DESCRIPTION OF THE TASK
Output the data in full and exactly as presented.

TASK DATA
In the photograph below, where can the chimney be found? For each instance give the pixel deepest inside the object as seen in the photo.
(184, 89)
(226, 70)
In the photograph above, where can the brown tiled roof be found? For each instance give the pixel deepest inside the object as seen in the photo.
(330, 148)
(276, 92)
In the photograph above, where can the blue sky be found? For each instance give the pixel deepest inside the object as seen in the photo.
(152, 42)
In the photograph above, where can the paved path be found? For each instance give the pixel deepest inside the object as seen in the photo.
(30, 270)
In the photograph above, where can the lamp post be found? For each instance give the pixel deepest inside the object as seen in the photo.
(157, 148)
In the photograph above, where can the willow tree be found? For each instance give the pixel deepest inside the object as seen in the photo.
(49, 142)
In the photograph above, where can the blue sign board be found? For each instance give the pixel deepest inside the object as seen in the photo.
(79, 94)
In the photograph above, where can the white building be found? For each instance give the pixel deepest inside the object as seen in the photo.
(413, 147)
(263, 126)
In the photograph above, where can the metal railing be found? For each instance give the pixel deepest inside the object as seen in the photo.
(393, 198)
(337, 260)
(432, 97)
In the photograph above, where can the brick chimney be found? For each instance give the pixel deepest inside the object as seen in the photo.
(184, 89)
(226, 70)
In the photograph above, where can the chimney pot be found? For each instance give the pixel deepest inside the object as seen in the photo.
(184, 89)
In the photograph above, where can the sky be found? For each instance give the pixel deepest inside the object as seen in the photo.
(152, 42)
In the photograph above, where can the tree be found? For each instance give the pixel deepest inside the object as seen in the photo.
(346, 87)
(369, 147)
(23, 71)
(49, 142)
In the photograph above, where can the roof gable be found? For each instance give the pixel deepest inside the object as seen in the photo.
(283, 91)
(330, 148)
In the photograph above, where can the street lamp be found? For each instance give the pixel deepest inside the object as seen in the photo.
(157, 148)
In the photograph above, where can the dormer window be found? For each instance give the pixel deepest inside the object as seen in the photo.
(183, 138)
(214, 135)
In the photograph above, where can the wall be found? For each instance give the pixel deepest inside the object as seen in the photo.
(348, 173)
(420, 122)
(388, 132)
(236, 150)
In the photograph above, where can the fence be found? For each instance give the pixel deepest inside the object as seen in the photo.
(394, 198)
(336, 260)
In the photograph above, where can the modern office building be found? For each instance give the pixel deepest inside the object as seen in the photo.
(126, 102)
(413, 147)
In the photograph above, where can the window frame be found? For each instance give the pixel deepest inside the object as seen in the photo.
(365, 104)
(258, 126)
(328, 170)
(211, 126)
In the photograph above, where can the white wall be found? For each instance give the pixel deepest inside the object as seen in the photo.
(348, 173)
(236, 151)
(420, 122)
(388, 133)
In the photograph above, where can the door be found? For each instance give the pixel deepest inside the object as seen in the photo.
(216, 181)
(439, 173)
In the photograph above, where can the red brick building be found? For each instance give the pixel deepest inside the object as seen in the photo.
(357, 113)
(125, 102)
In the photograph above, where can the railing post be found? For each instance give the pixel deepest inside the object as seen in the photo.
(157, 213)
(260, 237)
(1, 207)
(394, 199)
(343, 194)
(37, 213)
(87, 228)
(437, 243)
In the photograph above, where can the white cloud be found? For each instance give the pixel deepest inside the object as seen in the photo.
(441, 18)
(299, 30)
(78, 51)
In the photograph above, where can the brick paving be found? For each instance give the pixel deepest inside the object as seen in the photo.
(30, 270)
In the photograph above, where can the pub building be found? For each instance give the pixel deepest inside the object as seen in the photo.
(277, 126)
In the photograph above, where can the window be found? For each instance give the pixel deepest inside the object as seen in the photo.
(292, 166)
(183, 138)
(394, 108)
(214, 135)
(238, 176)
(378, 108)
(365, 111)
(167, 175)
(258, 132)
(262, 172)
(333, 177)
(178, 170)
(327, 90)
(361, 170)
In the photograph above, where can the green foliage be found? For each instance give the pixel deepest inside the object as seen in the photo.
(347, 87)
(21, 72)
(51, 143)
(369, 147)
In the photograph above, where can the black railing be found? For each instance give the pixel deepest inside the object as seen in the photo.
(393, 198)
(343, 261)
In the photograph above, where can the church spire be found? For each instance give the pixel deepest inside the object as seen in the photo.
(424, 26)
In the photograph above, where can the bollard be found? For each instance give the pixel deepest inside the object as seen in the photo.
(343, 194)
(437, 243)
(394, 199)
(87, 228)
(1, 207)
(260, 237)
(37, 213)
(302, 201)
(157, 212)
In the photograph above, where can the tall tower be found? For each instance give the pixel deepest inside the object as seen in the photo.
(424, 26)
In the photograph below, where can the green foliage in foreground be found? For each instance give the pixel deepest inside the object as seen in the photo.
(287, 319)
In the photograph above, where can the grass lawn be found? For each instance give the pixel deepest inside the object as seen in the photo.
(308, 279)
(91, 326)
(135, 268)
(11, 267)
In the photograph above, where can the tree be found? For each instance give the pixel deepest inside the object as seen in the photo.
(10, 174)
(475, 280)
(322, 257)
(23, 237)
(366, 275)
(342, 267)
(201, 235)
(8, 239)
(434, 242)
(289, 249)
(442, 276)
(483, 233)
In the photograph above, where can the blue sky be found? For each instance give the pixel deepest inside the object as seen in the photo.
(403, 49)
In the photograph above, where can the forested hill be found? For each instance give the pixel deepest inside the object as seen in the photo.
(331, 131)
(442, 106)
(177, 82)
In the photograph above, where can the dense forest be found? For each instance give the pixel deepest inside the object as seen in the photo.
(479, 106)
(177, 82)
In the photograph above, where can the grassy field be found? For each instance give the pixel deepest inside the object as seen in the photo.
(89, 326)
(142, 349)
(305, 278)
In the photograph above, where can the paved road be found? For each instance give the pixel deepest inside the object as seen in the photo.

RESPONSE
In the photograph below, where can the chimney be found? For each instance give the pixel deepest inside the object as seen in the photo.
(184, 89)
(226, 70)
In the photograph above, where can the brown tiled roof be found? For each instance give the pixel deepest inside the object as seen in the photo.
(330, 148)
(276, 92)
In the photograph above, where can the blue sky be found? For each instance give the pixel deepest inside the object as seen in the photo.
(152, 42)
In the photograph above, where can the paved path be found? For each instance give the pixel deepest inside the object as seen in the photo.
(30, 270)
In the photograph above, where can the lamp post be found? For each instance give the pixel deepest inside the object as seen in the photo.
(157, 148)
In the photograph above, where can the willow tree be found? For each instance give the pixel deepest inside the object as seen in the photo.
(49, 142)
In the photograph above, where can the blue sign board be found? For each instance give the pixel deepest inside the object as seen in the photo.
(79, 94)
In the photograph above, where can the white building be found? For each instance give the pixel deepest inside the object as seen in the photo.
(413, 147)
(263, 126)
In the photograph above, where can the metal railing be found? For each instance give the pixel deepest inside the object as seen in the photo.
(393, 198)
(337, 260)
(432, 97)
In the photograph above, where can the brick chimney be found? For each instance give the pixel deepest inside the object as seen in the photo.
(184, 89)
(226, 70)
In the photograph above, where can the chimney pot be found? For each instance give the pixel deepest inside the object as seen in the photo.
(184, 89)
In the photograph above, where can the sky be found? For each instance give the pixel deepest inside the object as seen in the photo.
(152, 42)
In the photograph above, where can the tree be found? For each instance give the pixel deepest inside the object as seen in the photo.
(346, 87)
(369, 147)
(23, 71)
(49, 142)
In the photograph above, where can the roof gable be found? For each instance give the pixel deepest inside the object as seen in the photo.
(283, 91)
(330, 148)
In the photograph above, where can the street lamp be found? For each instance give the pixel deepest inside the object as seen in the photo.
(157, 148)
In the photograph above, where can the dormer window be found? For each instance give the pixel deepest inside the object as seen in the photo.
(183, 138)
(214, 135)
In the photograph above, where can the wall be found? For each instance give the pixel deepest inside the object as seen in the photo.
(348, 173)
(420, 122)
(388, 132)
(236, 150)
In the photograph above, where can the fence be found? For each instance give the pixel deepest inside the object as seen in the photo.
(394, 198)
(336, 260)
In the photograph above, where can the modern office building be found? For each instance give the pixel deepest inside the object as seen in the photo.
(126, 102)
(413, 147)
In the photograph above, where can the window frame be found? For each instance give the pixel deepest inside the object as seen in the photo.
(365, 104)
(258, 126)
(328, 170)
(211, 126)
In the photograph above, where can the white wall be found? For each instance give the pixel deepest inside the object as seen in the photo.
(348, 173)
(236, 151)
(420, 122)
(388, 133)
In the photograph above, where can the door be found? For each instance give the pixel deepest inside the object as seen in the photo.
(216, 181)
(439, 173)
In the photograph above, where can the red brick building be found? For each instance give the pixel deepest inside the object as seen in the photo.
(357, 113)
(125, 102)
In the photograph above, where can the railing post be found? For each instance give the pixel deepest inside the object as seen in the photo.
(157, 213)
(260, 237)
(1, 207)
(394, 199)
(343, 194)
(37, 213)
(87, 228)
(437, 243)
In the photograph above, where can the white cloud be found? For each instance give the pixel deepest inside the object as seen in the photo.
(441, 18)
(299, 30)
(78, 51)
In the photograph above, where can the brick paving be found? For each instance give the pixel deepest inside the object as seen in the photo.
(30, 270)
In the photograph above, where can the pub building be found? For each instance give the pixel deepest inside the object as seen in the photo.
(277, 126)
In the photograph above, where can the window be found? For each instance give the pixel deepest inside the object as seen in the photo.
(292, 166)
(183, 138)
(394, 108)
(214, 135)
(238, 176)
(378, 108)
(365, 111)
(167, 175)
(258, 132)
(262, 172)
(333, 177)
(178, 170)
(327, 90)
(361, 170)
In the photograph above, where can the green foliage be found? For each instance give the pixel deepest inside the object as seen in the photo.
(347, 87)
(21, 72)
(51, 143)
(369, 147)
In the photograph above, where can the black railing be found? For each instance give the pixel deepest inside the object as seen in the photo.
(393, 198)
(343, 261)
In the photograph above, where can the church spire be found? For each instance give the pixel deepest inside the object as seen in the photo.
(424, 26)
In the photograph above, where can the bollard be found? For each instance give the pixel deepest inside the object as seen in the photo.
(343, 194)
(437, 243)
(394, 199)
(87, 228)
(1, 207)
(260, 237)
(37, 213)
(302, 201)
(157, 212)
In the photograph above, where can the tall tower be found? For each instance give the pixel deepest inside the object as seen in the photo.
(424, 26)
In the photograph below, where can the green foliage in foreground be found? For each instance give the pixel deepest inside the object as seen in the photo.
(287, 319)
In the photograph above, where can the grass lawn be found? For each instance give the pixel deepest inside the object as seen in the photo.
(308, 279)
(91, 326)
(135, 268)
(11, 267)
In the photograph above, where can the tree be found? For each instance give the pixel deepest inside the object as seen in the photo.
(10, 174)
(475, 280)
(322, 257)
(23, 237)
(366, 275)
(342, 267)
(201, 235)
(8, 239)
(434, 242)
(289, 249)
(442, 276)
(483, 233)
In the photograph above, where can the blue sky be found? For each instance give the pixel deepest inside the object as seen in the photo.
(403, 49)
In the photograph above, where can the forested hill be found? For each instance give the pixel deepest inside the object as seen in the photo.
(331, 131)
(442, 106)
(177, 82)
In the photograph above, where can the dense forest be found? For each instance give the pixel deepest inside the object as seen in the photo.
(479, 106)
(177, 82)
In the photograph above, where can the grassy field be found? For each instance give the pixel deepest inside the object as seen in the photo.
(89, 326)
(142, 349)
(305, 278)
In the photograph above, where can the paved road be found? For each instance give the pixel deepest inside the object as seen in the photo.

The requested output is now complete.